> [Texto dado]
+ + + + +

Javier Marías
EN LOS ÚLTIMOS tiempos se ha impuesto una
consigna según la cual, en cuanto alguien menciona en una discusión a Hitler y
a los nazis, pierde inmediatamente la razón y no ha de hacérsele más caso. Me
temo que esa consigna la promueven quienes intentan parecerse a los nazis en
algún aspecto. Para que no se les señale su semejanza (y hay muchos, de Trump a
Putin a Maduro a Salvini), se blindan con ese argumento y siguen adelante con
sus prácticas sin que nadie se atreva a denunciarlas. Evidentemente, si la palabra
“nazi” se utiliza sólo como insulto y a las primeras de cambio, se abarata y
pierde su fuerza, lo mismo que cuando los independentistas catalanes tildan de
“fascista” al que no les da la razón en todo, o las feministas de derechas
llaman “machista” a quien simplemente cuestiona algunos de sus postulados o
exageraciones reaccionarios, tanto que coinciden con los de las más feroces
puritanas y beatas de antaño.

+ + + + +

> [Tarea asignada 1]
Según el texto, ¿qué le ocurre, de acuerdo con la consigna mencionada, a quien menciona a Hitler y a los nazis en una discusión?
El texto y las filas son materiales independientes entre sí.

> [Entradas de señalamiento de objetos etiquetados]
+ + + + +

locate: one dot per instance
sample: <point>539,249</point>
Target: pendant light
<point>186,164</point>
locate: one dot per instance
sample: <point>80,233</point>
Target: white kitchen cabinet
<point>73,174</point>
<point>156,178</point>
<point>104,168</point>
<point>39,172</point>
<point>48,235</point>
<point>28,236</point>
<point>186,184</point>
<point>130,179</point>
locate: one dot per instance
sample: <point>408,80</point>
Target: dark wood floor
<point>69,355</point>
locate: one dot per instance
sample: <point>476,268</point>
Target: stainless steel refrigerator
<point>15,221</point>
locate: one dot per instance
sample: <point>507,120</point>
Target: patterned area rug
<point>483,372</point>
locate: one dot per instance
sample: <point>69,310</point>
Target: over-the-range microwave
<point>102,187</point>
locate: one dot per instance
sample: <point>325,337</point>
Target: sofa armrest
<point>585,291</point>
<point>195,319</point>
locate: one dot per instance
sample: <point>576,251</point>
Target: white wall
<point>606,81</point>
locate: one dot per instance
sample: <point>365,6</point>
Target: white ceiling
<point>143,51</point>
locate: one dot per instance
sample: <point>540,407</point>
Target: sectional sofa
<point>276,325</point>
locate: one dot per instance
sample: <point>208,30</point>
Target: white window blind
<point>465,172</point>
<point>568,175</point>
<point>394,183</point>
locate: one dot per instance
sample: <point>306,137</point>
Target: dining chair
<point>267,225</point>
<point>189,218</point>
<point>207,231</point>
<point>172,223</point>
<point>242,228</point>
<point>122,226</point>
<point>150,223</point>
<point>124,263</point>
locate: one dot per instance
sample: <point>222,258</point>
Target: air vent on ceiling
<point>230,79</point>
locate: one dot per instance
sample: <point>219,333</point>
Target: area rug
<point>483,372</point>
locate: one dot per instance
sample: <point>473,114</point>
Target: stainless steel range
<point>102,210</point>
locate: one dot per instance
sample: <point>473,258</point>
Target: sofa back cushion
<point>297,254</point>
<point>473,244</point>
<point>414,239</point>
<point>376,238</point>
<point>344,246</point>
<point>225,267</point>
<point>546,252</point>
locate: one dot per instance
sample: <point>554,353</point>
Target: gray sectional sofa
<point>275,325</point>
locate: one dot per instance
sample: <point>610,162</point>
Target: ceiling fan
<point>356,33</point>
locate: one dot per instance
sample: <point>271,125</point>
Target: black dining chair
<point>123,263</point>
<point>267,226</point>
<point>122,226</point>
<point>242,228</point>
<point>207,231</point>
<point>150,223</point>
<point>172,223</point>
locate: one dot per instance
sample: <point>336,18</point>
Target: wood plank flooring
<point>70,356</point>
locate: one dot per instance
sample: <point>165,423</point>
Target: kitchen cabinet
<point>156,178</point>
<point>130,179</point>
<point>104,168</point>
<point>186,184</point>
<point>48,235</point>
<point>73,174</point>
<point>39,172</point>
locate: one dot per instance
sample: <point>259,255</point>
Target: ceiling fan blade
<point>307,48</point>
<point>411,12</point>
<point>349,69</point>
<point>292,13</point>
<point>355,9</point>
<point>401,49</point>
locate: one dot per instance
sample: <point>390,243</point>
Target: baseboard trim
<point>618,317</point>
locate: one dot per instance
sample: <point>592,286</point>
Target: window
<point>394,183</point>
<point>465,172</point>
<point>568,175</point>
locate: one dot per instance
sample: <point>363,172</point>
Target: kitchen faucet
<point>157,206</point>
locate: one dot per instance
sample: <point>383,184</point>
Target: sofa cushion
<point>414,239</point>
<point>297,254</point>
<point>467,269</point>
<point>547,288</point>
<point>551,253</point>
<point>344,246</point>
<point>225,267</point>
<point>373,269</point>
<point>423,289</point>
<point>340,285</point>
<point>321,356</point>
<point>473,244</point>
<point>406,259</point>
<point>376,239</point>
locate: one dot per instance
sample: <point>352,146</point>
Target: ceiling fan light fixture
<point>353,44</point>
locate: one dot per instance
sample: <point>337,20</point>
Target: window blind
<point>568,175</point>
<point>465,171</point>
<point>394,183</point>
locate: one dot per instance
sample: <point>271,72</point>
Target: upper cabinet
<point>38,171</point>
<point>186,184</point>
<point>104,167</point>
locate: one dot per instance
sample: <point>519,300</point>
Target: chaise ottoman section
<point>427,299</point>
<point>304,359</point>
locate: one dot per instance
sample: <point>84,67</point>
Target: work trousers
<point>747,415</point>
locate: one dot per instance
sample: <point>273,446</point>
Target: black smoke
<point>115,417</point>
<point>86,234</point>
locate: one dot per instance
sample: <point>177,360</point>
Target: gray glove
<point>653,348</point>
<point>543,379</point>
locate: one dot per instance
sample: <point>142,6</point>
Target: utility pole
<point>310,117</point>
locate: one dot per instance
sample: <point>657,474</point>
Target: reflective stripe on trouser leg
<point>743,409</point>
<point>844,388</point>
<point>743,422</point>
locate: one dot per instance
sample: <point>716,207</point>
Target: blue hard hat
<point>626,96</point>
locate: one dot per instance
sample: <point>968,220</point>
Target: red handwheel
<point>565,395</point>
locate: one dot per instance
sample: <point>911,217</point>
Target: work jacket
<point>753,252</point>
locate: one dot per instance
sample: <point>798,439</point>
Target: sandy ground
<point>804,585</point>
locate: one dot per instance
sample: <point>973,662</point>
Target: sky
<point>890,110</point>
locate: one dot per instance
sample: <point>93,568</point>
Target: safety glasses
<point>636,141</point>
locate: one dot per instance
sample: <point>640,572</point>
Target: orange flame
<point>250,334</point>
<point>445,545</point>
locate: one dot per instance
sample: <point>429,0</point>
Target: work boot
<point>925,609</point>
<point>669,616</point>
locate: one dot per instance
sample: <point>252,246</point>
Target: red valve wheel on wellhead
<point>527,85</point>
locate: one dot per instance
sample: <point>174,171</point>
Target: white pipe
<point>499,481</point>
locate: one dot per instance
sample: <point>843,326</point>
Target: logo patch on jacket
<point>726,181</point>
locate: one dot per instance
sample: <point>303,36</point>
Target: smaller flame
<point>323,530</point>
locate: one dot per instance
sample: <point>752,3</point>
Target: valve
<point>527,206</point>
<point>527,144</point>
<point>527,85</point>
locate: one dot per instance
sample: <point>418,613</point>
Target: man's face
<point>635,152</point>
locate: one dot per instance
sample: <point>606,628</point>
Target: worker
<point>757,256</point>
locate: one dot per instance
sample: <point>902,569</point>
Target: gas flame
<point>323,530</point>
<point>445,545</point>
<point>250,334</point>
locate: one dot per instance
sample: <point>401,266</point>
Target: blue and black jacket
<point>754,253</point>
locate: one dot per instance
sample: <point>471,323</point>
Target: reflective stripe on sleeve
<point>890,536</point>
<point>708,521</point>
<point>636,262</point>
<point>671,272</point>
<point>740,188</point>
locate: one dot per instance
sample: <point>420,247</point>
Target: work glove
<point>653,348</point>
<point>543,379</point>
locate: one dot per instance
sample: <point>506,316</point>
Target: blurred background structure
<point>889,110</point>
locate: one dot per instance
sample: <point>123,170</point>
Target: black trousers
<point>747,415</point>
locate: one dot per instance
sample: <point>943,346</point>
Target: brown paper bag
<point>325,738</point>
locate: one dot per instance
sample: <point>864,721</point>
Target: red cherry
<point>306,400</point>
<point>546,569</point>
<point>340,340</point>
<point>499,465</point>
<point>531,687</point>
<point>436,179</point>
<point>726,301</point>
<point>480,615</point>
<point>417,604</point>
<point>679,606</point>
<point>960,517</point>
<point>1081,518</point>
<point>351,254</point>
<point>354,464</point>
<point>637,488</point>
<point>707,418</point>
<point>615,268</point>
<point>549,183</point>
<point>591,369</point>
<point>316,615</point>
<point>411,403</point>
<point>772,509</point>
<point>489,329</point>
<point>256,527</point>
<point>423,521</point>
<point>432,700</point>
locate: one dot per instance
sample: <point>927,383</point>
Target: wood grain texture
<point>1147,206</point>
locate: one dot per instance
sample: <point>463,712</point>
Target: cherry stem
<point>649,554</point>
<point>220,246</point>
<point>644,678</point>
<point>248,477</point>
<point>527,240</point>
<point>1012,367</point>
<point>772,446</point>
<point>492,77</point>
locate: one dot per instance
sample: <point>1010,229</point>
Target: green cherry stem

+ + + + +

> [Tarea asignada 2]
Reproduce palabra por palabra el tramo de las filas que va desde su comienzo hasta la línea que contiene "<point>102,187</point>", ambos extremos incluidos.

> [Respuesta correcta 1]
Pierde inmediatamente la razón y no ha de hacérsele más caso.

> [Respuesta correcta 2]
locate: one dot per instance
sample: <point>539,249</point>
Target: pendant light
<point>186,164</point>
locate: one dot per instance
sample: <point>80,233</point>
Target: white kitchen cabinet
<point>73,174</point>
<point>156,178</point>
<point>104,168</point>
<point>39,172</point>
<point>48,235</point>
<point>28,236</point>
<point>186,184</point>
<point>130,179</point>
locate: one dot per instance
sample: <point>408,80</point>
Target: dark wood floor
<point>69,355</point>
locate: one dot per instance
sample: <point>476,268</point>
Target: stainless steel refrigerator
<point>15,221</point>
locate: one dot per instance
sample: <point>507,120</point>
Target: patterned area rug
<point>483,372</point>
locate: one dot per instance
sample: <point>69,310</point>
Target: over-the-range microwave
<point>102,187</point>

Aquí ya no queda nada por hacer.